What you have to do: Look through the data below and extract, unchanged, the lines from the one that contains "For every instance of the leaf" to the one that contains "For every instance of the blurred", both included.

Data shown:
──────────

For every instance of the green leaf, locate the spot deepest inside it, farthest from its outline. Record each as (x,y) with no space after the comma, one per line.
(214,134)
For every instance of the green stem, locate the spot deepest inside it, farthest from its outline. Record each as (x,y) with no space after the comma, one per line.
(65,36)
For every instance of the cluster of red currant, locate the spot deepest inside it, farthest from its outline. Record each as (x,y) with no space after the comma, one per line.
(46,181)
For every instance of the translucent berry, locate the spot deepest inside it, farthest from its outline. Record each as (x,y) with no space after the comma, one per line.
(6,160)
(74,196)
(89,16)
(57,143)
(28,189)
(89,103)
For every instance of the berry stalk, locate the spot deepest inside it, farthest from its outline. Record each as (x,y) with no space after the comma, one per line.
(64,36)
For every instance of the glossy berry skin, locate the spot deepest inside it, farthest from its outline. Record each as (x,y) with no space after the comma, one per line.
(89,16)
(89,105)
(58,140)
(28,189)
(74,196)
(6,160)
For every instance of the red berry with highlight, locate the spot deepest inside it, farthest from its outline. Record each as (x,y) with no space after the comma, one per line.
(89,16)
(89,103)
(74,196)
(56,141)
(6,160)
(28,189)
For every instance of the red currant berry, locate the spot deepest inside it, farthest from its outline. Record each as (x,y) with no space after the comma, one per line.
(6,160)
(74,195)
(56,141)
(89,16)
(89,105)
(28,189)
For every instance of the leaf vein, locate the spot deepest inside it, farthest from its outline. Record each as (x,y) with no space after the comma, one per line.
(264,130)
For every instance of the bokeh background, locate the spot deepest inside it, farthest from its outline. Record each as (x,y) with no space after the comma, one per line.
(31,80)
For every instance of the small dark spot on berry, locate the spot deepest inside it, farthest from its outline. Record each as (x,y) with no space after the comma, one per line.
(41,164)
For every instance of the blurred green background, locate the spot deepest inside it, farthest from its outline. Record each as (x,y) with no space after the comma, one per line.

──────────

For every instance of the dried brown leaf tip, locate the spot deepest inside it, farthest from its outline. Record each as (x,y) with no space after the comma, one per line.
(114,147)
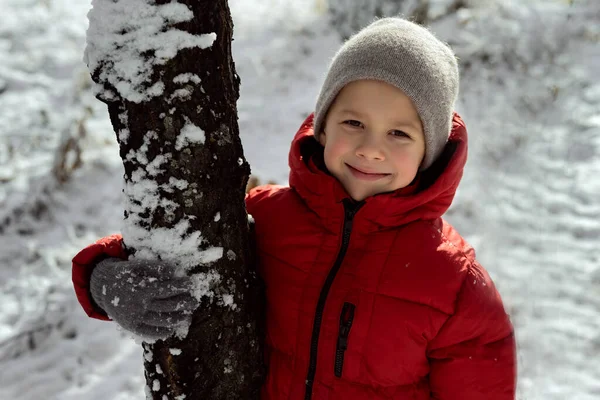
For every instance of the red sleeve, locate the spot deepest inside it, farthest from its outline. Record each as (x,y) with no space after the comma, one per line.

──────────

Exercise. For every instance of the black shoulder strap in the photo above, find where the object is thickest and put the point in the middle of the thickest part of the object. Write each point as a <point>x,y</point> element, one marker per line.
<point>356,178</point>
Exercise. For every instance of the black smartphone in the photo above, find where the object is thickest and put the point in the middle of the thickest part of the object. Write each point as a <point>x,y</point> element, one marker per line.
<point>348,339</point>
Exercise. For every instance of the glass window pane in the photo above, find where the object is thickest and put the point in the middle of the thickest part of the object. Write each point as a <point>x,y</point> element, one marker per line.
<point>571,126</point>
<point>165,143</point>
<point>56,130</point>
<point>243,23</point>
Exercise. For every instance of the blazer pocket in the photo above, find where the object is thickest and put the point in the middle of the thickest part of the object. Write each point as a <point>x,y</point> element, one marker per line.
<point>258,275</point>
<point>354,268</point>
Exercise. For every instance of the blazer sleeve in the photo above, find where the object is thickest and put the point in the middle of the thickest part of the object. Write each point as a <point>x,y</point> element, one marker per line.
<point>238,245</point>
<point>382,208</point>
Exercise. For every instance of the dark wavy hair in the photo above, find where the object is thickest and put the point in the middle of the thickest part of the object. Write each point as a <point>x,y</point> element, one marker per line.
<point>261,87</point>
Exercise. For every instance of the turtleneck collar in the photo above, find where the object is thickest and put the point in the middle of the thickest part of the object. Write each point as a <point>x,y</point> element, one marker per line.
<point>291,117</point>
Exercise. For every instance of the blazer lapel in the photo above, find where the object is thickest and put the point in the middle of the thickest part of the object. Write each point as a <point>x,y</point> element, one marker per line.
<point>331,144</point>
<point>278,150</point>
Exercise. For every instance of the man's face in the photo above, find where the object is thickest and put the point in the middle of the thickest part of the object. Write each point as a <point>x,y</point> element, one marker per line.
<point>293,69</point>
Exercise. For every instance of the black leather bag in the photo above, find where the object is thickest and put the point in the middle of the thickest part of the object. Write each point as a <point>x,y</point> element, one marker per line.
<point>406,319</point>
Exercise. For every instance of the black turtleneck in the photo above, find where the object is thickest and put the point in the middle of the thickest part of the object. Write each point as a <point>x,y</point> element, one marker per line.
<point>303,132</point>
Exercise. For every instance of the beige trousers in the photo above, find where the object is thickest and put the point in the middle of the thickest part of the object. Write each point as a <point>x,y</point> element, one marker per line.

──────────

Solution to the exercise:
For every instance of the leaf vein, locate the spot deepest inside it, farthest from its outline. Record each as (x,y) with no space after the comma, one per line.
(264,130)
For every instance of the bokeh background, locate the spot deepest inside it, farthest from its outline. Record each as (x,y) with no space after the comma, one per line.
(31,80)
For every instance of the small dark spot on berry, locate the spot deepest inside it, farthest from its outline. Record each as (x,y) with no space after the comma, one per line.
(41,164)
For every instance of the blurred green background, locate the spot deepest inside it, farthest from its outline. Record each as (x,y) with no space after the comma, one per line.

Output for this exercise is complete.